▶ _Exercise brief_
Omitting all images, give the entries that follow again exactly as they read.
[Listed entries — start]
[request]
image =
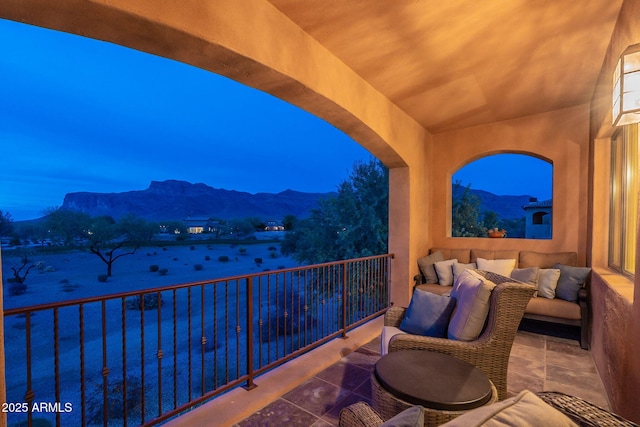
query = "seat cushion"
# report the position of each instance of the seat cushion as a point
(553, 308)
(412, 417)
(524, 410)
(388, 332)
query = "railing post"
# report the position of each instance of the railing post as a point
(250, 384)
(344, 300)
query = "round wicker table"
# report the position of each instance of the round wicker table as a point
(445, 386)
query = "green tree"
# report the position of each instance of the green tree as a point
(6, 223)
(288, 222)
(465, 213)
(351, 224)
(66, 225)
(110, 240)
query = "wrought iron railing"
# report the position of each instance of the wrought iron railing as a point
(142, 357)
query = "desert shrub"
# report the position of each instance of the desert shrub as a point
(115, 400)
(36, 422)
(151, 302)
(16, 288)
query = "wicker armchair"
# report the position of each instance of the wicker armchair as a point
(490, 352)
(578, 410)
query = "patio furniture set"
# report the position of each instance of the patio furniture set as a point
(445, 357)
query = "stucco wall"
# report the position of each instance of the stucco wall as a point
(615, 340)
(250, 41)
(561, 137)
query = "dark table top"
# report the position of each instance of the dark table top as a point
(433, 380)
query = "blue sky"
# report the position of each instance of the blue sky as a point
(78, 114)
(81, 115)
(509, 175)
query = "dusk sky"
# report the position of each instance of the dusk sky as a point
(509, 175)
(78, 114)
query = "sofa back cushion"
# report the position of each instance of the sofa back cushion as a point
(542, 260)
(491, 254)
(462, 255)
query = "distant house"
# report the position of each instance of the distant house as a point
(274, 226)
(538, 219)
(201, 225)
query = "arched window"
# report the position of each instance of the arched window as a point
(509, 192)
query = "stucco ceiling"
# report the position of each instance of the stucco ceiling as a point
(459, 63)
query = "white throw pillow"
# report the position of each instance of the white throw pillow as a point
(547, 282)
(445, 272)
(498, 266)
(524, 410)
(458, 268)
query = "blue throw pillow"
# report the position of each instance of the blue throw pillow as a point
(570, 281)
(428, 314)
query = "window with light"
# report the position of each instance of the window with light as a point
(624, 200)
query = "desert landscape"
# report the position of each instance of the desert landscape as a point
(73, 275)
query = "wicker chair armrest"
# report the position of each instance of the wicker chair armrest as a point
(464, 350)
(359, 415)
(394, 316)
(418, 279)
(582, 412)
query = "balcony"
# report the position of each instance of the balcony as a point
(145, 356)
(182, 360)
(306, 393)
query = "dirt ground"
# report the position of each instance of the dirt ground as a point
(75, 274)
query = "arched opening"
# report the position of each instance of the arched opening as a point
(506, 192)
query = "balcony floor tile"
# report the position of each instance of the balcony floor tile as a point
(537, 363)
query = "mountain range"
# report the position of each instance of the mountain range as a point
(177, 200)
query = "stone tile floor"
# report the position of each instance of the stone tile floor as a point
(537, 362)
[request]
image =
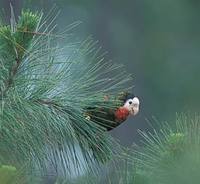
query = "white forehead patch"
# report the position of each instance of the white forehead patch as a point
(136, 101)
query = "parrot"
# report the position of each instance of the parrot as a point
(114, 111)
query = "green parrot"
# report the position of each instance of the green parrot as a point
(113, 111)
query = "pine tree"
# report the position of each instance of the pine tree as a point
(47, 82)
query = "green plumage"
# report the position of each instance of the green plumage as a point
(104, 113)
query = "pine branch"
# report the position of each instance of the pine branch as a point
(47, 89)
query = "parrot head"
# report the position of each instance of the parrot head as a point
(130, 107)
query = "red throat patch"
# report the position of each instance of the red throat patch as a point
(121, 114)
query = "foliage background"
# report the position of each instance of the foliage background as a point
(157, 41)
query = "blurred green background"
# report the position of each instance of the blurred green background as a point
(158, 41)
[Listed entries — finish]
▶ _Response_
[request]
image =
query = "seat cushion"
# report the position of each instance of the seat cushion as a point
(553, 308)
(412, 417)
(524, 410)
(388, 332)
query = "railing post"
# report the position of each instance of the railing post as a point
(250, 384)
(344, 300)
query = "round wicker table"
# report the position of each instance of the round wicker table as a point
(445, 386)
query = "green tree"
# report the position of each instance of the green tree as a point
(6, 223)
(288, 222)
(465, 213)
(351, 224)
(66, 225)
(110, 240)
query = "wrought iron railing"
# report the position of each instance of the wrought iron railing as a point
(142, 357)
query = "desert shrub"
# report the position of each instance of the desert shrub as a point
(115, 400)
(36, 422)
(151, 302)
(16, 288)
query = "wicker armchair"
# report the position of each instance of the wicker armchair as a point
(490, 352)
(578, 410)
query = "patio furniture set"
# report the position of each instance of the patio furniture set as a point
(445, 357)
query = "stucco wall"
# report the position of each instance of the stucco wall as a point
(615, 340)
(250, 41)
(561, 137)
query = "dark table top"
# report the position of each instance of the dark table top as a point
(433, 380)
query = "blue sky"
# report the position of each instance of the blue sky as a point
(78, 114)
(81, 115)
(509, 175)
query = "dusk sky"
# report the position of each instance of the dusk sky as a point
(509, 175)
(78, 114)
query = "sofa back cushion"
# report the position of each instance of the sofa back cushion as a point
(542, 260)
(491, 254)
(462, 255)
query = "distant house"
# report the position of each instance of the distant house as a point
(274, 226)
(538, 219)
(201, 225)
query = "arched window"
# report the position of each instance of the arched window as a point
(509, 192)
query = "stucco ceiling"
# report the position of each instance of the stucco ceiling as a point
(459, 63)
query = "white throw pillow"
# report the position of each instance of the white throw pillow as a point
(547, 282)
(445, 272)
(498, 266)
(524, 410)
(458, 268)
query = "blue throw pillow"
# report the position of each instance of the blue throw pillow as a point
(570, 281)
(428, 314)
query = "window with light"
# report the position of each instance of the window with light as a point
(624, 200)
query = "desert landscape"
# report the position of each instance of the desert landscape as a point
(73, 275)
query = "wicker chair armrest"
# report the position of each instance of the wicker chair armrest as a point
(464, 350)
(359, 415)
(394, 316)
(418, 279)
(582, 412)
query = "balcony"
# report the position of each instance of the balcony as a point
(145, 356)
(182, 360)
(306, 393)
query = "dirt ground"
# report the position of each instance of the dirt ground as a point
(75, 274)
query = "arched opening"
# report the position of each instance of the arched opening as a point
(506, 192)
query = "balcony floor tile"
# report the position of each instance of the balcony floor tile as a point
(537, 363)
query = "mountain range"
# report the position of each instance of the mountain range as a point
(177, 200)
query = "stone tile floor"
# report the position of each instance of the stone tile floor as a point
(537, 362)
[request]
image =
query = "white forehead patch"
# report the position of each instance of the white forehead patch as a point
(136, 101)
query = "parrot"
# report the position of each instance of the parrot as a point
(114, 111)
query = "green parrot"
# report the position of each instance of the green parrot as a point
(113, 111)
query = "pine tree"
# report the position of each instance of the pine tree as a point
(47, 82)
query = "green plumage"
# report the position of each instance of the green plumage as a point
(104, 113)
query = "pine branch"
# report the position of each instance of the pine branch as a point
(47, 89)
query = "parrot head"
# report the position of each instance of the parrot head as a point
(130, 107)
query = "red throat patch"
# report the position of each instance of the red throat patch as a point
(121, 114)
query = "foliage background"
# report the position of each instance of the foliage background as a point
(157, 41)
query = "blurred green background"
# report the position of each instance of the blurred green background as a point
(158, 41)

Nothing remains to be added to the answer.